Items stored from a collection
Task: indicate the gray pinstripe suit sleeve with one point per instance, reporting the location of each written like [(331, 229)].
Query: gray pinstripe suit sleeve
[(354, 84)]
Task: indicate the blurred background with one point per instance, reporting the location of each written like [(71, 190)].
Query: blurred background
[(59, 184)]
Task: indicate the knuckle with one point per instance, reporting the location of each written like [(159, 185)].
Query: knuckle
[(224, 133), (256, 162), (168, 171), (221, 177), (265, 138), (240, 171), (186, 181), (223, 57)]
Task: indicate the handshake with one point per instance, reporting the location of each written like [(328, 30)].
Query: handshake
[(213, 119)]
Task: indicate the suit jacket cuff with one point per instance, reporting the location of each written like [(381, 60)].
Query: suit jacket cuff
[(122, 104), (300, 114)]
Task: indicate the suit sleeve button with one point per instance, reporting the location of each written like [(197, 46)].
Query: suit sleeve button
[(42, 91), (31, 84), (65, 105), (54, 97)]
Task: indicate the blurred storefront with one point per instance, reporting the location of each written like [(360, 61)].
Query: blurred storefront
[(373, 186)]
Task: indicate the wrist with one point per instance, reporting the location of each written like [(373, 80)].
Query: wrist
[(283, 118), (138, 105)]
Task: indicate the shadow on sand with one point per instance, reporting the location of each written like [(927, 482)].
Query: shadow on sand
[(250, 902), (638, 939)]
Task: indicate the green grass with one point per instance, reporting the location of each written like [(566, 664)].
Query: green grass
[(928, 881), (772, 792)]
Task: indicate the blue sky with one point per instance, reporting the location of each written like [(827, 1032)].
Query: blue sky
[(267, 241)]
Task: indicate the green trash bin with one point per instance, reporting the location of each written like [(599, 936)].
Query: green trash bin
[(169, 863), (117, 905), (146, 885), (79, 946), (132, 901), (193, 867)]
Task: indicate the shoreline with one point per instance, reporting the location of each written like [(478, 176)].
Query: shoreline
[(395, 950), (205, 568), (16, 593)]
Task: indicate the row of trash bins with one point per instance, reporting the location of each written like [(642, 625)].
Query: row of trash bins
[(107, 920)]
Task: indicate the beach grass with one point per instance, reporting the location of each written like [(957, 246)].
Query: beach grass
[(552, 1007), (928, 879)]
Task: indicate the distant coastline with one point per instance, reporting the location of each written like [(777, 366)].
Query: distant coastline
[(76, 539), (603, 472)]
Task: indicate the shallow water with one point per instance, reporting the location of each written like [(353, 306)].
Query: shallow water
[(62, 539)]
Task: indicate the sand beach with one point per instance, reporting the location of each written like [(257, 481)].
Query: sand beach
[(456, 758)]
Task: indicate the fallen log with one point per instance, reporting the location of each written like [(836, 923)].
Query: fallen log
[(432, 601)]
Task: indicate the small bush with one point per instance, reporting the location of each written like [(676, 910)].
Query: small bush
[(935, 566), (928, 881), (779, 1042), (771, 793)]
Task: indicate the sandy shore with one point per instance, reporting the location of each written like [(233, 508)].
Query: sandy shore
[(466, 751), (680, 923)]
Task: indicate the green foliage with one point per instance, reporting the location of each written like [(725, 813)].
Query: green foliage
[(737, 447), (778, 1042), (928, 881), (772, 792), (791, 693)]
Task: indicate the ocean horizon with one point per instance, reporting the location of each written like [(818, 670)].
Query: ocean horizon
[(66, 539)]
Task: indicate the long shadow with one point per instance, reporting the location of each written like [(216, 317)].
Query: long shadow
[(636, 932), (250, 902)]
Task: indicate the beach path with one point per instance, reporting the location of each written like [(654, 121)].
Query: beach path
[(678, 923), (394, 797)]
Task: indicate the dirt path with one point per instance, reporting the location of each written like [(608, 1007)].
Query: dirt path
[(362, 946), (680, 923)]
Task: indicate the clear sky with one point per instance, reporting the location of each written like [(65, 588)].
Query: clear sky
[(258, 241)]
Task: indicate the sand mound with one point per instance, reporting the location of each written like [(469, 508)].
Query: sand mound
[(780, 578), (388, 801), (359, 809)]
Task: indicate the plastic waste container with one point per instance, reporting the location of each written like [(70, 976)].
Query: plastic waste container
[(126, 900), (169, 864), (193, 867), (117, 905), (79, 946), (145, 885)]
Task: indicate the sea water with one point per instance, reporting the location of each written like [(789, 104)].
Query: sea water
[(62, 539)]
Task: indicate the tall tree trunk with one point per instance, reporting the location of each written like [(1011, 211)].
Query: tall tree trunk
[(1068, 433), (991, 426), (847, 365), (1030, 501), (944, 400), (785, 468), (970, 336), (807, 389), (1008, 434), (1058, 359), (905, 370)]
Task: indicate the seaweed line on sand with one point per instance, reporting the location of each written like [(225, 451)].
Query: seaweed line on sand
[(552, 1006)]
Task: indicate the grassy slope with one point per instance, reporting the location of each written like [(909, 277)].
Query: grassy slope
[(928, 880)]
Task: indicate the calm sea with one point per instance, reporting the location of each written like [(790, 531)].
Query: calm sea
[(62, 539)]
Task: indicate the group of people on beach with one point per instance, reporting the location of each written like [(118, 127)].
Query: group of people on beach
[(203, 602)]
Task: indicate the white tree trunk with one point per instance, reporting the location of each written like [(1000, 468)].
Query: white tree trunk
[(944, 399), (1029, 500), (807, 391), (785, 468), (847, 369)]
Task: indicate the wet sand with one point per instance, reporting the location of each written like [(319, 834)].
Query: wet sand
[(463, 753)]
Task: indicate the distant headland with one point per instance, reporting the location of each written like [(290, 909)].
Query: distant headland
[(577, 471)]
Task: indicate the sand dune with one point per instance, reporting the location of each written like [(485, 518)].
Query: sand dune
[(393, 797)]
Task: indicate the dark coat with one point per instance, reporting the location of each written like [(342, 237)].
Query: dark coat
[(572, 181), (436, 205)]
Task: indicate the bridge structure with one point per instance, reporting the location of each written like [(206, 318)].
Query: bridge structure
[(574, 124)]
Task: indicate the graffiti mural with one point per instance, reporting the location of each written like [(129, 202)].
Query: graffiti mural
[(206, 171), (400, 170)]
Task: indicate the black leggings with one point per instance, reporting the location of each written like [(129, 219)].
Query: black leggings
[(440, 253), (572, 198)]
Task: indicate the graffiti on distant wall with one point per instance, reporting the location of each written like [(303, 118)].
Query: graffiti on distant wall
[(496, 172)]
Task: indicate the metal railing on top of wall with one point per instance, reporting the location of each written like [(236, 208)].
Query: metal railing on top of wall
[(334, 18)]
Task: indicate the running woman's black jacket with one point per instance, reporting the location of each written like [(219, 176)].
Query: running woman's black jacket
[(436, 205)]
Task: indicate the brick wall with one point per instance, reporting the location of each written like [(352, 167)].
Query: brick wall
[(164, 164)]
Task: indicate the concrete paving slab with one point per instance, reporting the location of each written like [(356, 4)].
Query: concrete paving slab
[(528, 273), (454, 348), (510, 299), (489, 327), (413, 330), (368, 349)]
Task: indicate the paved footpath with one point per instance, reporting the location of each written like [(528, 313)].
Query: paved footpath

The exercise -
Extract every line of the data above and reproduce each one verbatim.

Result for this exercise -
Task: indicate the gray pinstripe suit sleeve with one point per instance, reporting the location of each written like [(331, 229)].
Query: gray pinstripe suit sleeve
[(354, 84)]
Task: indicate the blurred background with one point per instance, reporting the location of each written like [(71, 190)].
Query: blurred background
[(59, 184)]
Task: indicate the knuckle with one point per instance, reporting the location of each written like [(159, 185)].
Query: knuckle
[(224, 133), (256, 162), (168, 171), (221, 177), (265, 138), (240, 171), (186, 181), (223, 57)]
Task: indicate the handshake with one point per instance, reporting the location of each written like [(328, 30)].
Query: handshake
[(213, 119)]
Task: indicate the suit jacket cuff with one point per instance, reporting the location of each written like [(381, 60)].
Query: suit jacket cuff
[(122, 104), (300, 114)]
Task: indicate the suit sleeve button with one point per instance, reporting the location of each written like [(197, 46)].
Query: suit sleeve button
[(42, 91), (31, 84), (65, 105), (54, 97)]
Task: indicate the blurred storefront with one point per instance, reporting the location of each written like [(360, 61)].
Query: blurred storefront
[(373, 186)]
Task: indicate the wrist with one point per instance, reporting the location of each written like [(373, 80)].
Query: wrist
[(283, 118), (138, 105)]
Task: indicate the shadow on sand with one point per instance, reporting the location of each written like [(927, 482)].
Query: shadow on sand
[(250, 902), (638, 939)]
Task: indicate the green grass with one point per instance, reporting the location of each written like [(566, 664)].
Query: green grass
[(928, 881), (772, 792)]
Task: indicate the blue sky with one point per instance, reporting the location of each written like [(827, 1032)].
Query: blue sky
[(267, 241)]
Task: indicate the green trash bin with one point per instance, reporting the location of each written like [(599, 936)].
Query: green trash bin
[(169, 863), (117, 905), (146, 885), (79, 946), (132, 901), (193, 867)]
Task: indicate the shoreline with one point per instance, reporting the location of each written like [(478, 176)].
Query: shoreline
[(395, 950), (205, 568), (16, 593)]
Task: indicate the row of trash bins with one point per instance, reporting the location of each written like [(642, 625)].
Query: row of trash bins
[(107, 920)]
Task: indicate the beach grass with one point per instance, reporting the location of each written like [(957, 246)].
Query: beach grass
[(552, 1007), (928, 879)]
Task: indicate the distant coastline with one point per instance, reporting the location of each written like [(777, 366)].
Query: distant coastline
[(76, 539), (603, 472)]
Task: indicate the shallow water with one point per instance, reporting the location of each written like [(353, 306)].
Query: shallow water
[(62, 539)]
Task: indicate the sand beach with one point per instance, reporting the location of each written like [(257, 481)].
Query: sand beach
[(456, 758)]
Task: indicate the fallen log with one point per instance, reporting the location of each written like [(836, 923)].
Query: fallen log
[(432, 601)]
Task: indicate the small bush with one point per instance, reporting the location of each written like [(676, 910)].
Query: small bush
[(935, 566), (928, 881), (779, 1042), (771, 793)]
Task: indicate the sandy shore with one point per instance, reporting the location of each written like [(233, 508)].
Query: sandy shore
[(466, 751), (680, 923)]
Task: indicate the green foliage with one point per instance, reporting the location of each written like [(725, 813)].
Query: green foliage
[(737, 447), (778, 1042), (928, 881), (772, 792), (791, 693)]
Task: indicate the ocean horizon with one point per instance, reporting the location of each written like [(818, 670)].
Query: ocean horizon
[(66, 539)]
Task: indicate the long shadow with one point per instance, reporting the location of each written like [(216, 317)].
Query: long shadow
[(636, 932), (250, 902)]
Task: indicate the beach path with one point per instance, reporting the location of each written like [(654, 121)].
Query: beach path
[(678, 923), (394, 797)]
Task: indicate the dirt path with one point per instance, reporting the location of each written like [(608, 1007)].
Query: dirt path
[(362, 946), (680, 923)]
Task: indicate the clear sky with one point per instance, reporting the location of each written like [(65, 588)].
Query: clear sky
[(258, 241)]
Task: indicate the sand mound with one point per instance, reporting the location of each written like [(469, 508)].
Query: sand mound
[(780, 578), (388, 801), (359, 809)]
Task: indicate the plastic waste container with one point per instance, reporting the location of each written like [(70, 976)].
Query: plastic waste container
[(126, 900), (169, 864), (193, 867), (117, 905), (79, 946), (145, 885)]
Task: indicate the sea water with one point per instance, reporting the location of each written like [(789, 104)].
Query: sea water
[(62, 539)]
Task: indicate the tall tree trunk with one point per instance, reporting the location of each written like [(1011, 211)].
Query: tall tree trunk
[(1068, 433), (991, 426), (847, 365), (1030, 501), (944, 400), (785, 468), (970, 336), (807, 389), (1008, 434), (1058, 359), (905, 370)]
Task: indicate the seaweed line on sand with one point per instance, reporting the location of each written like [(225, 451)].
Query: seaweed line on sand
[(552, 1006)]
Task: indicate the grassy slope with one point per instance, reporting the location of each written like [(909, 277)].
Query: grassy slope
[(928, 880)]
Task: indicate the calm sea with one point per instance, reporting the location of each written like [(790, 531)].
Query: calm sea
[(62, 539)]
Task: indicate the group of people on beach with one point per instance, reporting the location of each written like [(118, 127)].
Query: group of people on beach
[(203, 602)]
Task: indicate the white tree trunk with one point per instance, reporting the location of each written like [(1000, 468)].
Query: white tree trunk
[(944, 399), (1029, 500), (807, 391), (785, 468), (847, 369)]
Task: indicate the wet sand with one point per instance, reporting the location of each written like [(319, 834)].
Query: wet sand
[(463, 753)]
Task: indicate the distant headland with one point per instance, reporting the location of each written like [(290, 909)].
Query: distant headland
[(577, 471)]
Task: indicate the sand dune with one point per instance, reporting the location of each written like [(485, 518)].
Query: sand dune
[(393, 797)]
Task: indicate the dark coat with one point per instance, reporting the location of each written like [(342, 237)].
Query: dark coat
[(572, 181), (436, 205)]
Task: indicate the bridge structure with one point per instance, reporting the location of each written like [(206, 318)].
Query: bridge structure
[(574, 124)]
Task: indicate the graffiti mural with one point per instance, reporting the location of each written like [(129, 202)].
Query: graffiti mural
[(206, 171), (400, 170)]
Task: indicate the black leggings with one point per instance, reporting the location of each written like [(129, 219)].
Query: black leggings
[(440, 253), (572, 198)]
Task: indicate the graffiti on distant wall with one point per instance, reporting the location of each written like [(303, 118)].
Query: graffiti on distant wall
[(496, 172)]
Task: indicate the metal railing on top of wall with one point per instance, reporting the location of each written like [(236, 208)].
Query: metal railing on top of wall
[(334, 18)]
Task: indicate the running woman's black jacket with one point per instance, reporting the location of each written like [(219, 176)].
Query: running woman's black jacket
[(436, 205)]
Task: indicate the brick wall with one point per instance, reporting the location of each written like [(352, 167)].
Query: brick wall
[(164, 164)]
Task: indicate the concrete paving slab with one point per instance, reporting the location of each written like [(356, 4)].
Query: concrete paving slab
[(528, 273), (454, 348), (510, 299), (489, 327), (413, 330), (368, 349)]
Task: indicate the paved footpath with one point per instance, reporting the location of each written like [(528, 313)].
Query: paved footpath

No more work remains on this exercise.